*ARTICLE:*
Yes, Ann Crotty, HCI is a good corporate citizen plus more
• HCI boss Johnny Copelyn hits back at what he says is unwarranted criticism of the group
Idon’t generally respond to articles about HCI. However, persistent unbalanced criticism without ever being allowed to offer an explanation does occasionally demand a reply (Is HCI an exemplary corporate citizen? October 26).
Worse, of course, is when the issues on which one is attacked are sub judice and one has to keep one’s eyes focused on the litigation, no matter how provocative the article. Unfortunately, the KWV saga will have to wait for progress in the courts.
On the competition matter, however, the granting of the Competition Appeal Court judgment this week does allow one to reply without fear of undermining a court case that is in progress.
Ann Crotty has it that it was somehow wrongful for us to challenge what we saw as an unbearably obstructive ruling from the Competition Tribunal. She suggested my wily character may even allow us to win that litigation — which happily we have since done — but that it is not nice and certainly sits badly next to claims of trying to be a good corporate citizen.
The background to the matter is as follows: we successfully applied to the competition authorities for permission to merge with Johnnic a few years ago, including the right to become the joint controlling shareholder of Tsogo. Some time later, SABM decided to dispose of its stake in Tsogo, leaving us as the party in sole control. Tsogo took the opportunity to buy back some of its shares, concentrating our holding from 42% to 47%.
HCI decided to consolidate Tsogo’s earnings into its accounts. Out of deference to the competition authorities and to ensure we were free to increase our stake to above 50%, HCI applied a second time to the competition authorities for per- mission, this sole control.

*PROBLEMS:*
1) Answer these questions about the HCI article:
(a) Which court's judgment was granted this week?
(b) After Tsogo bought back some of its shares, HCI's holding rose from what percentage to what percentage?
(c) Which party decided to dispose of its stake in Tsogo?
2) What comes next in the HCI article? Write the continuation from where it stops.

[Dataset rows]
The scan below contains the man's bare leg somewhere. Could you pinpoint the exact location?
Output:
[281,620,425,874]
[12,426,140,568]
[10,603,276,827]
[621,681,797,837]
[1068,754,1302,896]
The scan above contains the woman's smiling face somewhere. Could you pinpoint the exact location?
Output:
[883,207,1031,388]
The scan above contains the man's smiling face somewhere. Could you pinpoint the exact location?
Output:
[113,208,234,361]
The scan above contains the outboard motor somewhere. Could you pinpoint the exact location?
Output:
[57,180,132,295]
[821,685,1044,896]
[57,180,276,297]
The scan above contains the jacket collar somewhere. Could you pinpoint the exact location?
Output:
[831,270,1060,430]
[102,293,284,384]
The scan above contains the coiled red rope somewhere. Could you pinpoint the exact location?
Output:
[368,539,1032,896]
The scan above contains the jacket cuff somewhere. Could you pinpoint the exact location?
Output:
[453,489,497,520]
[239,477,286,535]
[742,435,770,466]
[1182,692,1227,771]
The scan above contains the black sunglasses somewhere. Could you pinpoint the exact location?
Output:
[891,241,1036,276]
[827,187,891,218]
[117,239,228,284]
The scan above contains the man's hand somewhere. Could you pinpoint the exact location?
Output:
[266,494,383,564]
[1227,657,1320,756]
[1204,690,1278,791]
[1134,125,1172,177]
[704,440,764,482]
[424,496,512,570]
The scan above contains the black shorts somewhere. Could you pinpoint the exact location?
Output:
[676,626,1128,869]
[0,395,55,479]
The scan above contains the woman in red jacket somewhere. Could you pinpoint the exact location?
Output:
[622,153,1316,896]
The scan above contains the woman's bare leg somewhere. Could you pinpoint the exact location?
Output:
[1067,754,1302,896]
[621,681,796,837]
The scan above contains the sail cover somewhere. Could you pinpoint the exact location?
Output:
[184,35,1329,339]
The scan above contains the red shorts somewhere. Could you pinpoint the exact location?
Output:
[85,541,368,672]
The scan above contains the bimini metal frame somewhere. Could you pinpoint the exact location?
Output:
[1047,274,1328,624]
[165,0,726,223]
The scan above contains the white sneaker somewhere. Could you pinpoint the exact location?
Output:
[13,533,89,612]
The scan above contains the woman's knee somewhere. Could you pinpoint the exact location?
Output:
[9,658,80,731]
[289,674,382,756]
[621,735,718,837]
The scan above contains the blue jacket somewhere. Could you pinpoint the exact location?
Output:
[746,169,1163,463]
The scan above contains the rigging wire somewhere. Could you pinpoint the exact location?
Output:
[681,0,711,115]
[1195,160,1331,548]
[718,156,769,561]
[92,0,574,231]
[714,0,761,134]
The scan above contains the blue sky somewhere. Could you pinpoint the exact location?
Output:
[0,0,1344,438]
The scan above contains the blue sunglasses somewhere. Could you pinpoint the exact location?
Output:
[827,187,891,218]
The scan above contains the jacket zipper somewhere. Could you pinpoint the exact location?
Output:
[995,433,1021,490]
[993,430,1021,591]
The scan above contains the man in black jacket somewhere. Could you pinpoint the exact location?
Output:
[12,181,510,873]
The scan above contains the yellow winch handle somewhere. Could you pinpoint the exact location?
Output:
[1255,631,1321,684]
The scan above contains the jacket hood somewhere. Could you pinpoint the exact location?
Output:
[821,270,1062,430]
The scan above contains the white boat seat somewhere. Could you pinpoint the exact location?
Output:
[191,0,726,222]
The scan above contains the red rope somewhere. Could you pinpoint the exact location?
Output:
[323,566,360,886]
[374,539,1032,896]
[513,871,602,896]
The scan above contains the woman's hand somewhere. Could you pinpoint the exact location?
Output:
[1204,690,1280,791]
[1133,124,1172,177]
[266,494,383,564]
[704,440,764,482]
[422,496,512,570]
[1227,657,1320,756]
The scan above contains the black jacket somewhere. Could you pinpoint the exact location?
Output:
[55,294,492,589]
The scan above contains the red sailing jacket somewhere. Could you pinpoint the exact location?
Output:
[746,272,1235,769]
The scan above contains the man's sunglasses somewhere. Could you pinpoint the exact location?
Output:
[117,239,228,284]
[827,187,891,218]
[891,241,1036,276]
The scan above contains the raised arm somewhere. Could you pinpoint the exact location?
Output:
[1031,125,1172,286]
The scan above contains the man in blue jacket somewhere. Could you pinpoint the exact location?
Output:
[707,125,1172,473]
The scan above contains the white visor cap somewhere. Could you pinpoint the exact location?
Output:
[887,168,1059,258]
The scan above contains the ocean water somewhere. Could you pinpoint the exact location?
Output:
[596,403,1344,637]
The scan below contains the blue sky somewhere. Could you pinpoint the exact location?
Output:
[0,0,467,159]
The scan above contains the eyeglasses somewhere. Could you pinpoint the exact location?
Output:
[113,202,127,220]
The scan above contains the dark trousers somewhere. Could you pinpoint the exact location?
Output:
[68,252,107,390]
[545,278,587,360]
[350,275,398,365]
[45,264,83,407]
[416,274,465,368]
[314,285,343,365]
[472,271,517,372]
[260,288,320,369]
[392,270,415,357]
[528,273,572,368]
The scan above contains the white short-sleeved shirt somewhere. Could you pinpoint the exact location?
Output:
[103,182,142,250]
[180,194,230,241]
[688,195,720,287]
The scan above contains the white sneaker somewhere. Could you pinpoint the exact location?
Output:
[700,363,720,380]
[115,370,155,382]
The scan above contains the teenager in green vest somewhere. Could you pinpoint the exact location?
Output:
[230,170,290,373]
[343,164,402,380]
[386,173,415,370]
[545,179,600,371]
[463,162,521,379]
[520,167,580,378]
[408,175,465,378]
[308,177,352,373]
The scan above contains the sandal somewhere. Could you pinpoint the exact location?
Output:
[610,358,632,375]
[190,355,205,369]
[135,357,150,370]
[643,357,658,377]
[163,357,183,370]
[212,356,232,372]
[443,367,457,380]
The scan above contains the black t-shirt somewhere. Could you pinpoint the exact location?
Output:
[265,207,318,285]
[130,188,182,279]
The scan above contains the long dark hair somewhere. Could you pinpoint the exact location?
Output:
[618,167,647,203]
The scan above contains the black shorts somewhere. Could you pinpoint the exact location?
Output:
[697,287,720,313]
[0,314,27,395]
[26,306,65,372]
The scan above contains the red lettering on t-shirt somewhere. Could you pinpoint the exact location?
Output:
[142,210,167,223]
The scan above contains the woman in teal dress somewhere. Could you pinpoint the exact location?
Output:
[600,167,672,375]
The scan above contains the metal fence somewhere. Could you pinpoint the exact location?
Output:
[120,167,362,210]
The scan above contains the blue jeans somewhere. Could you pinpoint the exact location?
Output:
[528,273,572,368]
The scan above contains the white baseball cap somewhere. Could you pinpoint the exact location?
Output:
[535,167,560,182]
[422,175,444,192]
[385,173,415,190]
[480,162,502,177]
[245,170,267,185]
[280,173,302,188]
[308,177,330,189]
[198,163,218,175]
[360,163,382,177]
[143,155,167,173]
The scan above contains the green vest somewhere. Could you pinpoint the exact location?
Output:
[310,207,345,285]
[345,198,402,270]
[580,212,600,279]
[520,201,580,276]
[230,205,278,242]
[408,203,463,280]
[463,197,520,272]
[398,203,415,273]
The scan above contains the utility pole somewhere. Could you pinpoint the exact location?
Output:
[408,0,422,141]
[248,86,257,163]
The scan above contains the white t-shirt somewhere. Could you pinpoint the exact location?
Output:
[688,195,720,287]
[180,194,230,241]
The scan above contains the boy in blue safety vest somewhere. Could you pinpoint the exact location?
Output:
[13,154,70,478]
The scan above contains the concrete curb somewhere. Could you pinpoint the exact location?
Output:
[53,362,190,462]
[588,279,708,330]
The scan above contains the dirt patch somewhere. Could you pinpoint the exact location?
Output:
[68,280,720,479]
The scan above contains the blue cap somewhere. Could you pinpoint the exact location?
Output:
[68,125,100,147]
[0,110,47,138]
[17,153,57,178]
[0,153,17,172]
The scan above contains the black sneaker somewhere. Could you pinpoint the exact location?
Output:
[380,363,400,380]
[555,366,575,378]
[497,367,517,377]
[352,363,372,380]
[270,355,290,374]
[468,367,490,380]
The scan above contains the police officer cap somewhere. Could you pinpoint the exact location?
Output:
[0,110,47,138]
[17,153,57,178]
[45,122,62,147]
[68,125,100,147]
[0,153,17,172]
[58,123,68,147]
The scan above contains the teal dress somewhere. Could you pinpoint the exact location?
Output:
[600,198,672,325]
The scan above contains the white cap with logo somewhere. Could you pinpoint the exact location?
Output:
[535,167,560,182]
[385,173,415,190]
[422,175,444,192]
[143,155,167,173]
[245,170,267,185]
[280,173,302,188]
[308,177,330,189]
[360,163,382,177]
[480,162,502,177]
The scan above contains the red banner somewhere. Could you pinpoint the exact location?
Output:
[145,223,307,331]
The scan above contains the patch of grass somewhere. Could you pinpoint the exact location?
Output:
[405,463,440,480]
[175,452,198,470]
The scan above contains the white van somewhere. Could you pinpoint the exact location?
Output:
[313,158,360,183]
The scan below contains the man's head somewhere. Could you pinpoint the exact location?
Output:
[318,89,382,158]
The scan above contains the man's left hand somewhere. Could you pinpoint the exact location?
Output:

*ANSWERS GIVEN:*
1)
(a) The Competition Appeal Court
(b) From 42% to 47%
(c) SABM

2)
At the time, we were the majority owners of two other gaming businesses, Vukani and Galaxy Bingo. All this was well known to the authorities and was disclosed in that application. Again, the authorities approved our right to take full control of Tsogo.
In December 2016, we announced our intention, subject to due diligence, written agreement and regulatory approvals, to restructure our gaming businesses into a single corporation. This was no merger. We already had sole control of each of them with the permission of the competition authorities.
The due diligence was completed, the agreement of sale was signed and the many regulatory requirements for a related party transaction in a listed environment were complied with, including obtaining external opinions that the terms of the transaction were fair and reasonable, and allowing shareholders to vote on the matter by special resolution requiring 75% approval in a vote from which HCI was precluded as it was the related party.
The transaction has the smallest effect on HCI. Before it, we owned 52% of Vukani and Galaxy Bingo and 47,5% of Tsogo. After the transaction, we will own about 50,5% of all three.
We were not able to approach the competition authorities prior to the signing of the sale agreement but immediately it was signed, we notified them of the transaction and that we believed it did not require any further approval by the competition authorities since they had already approved it.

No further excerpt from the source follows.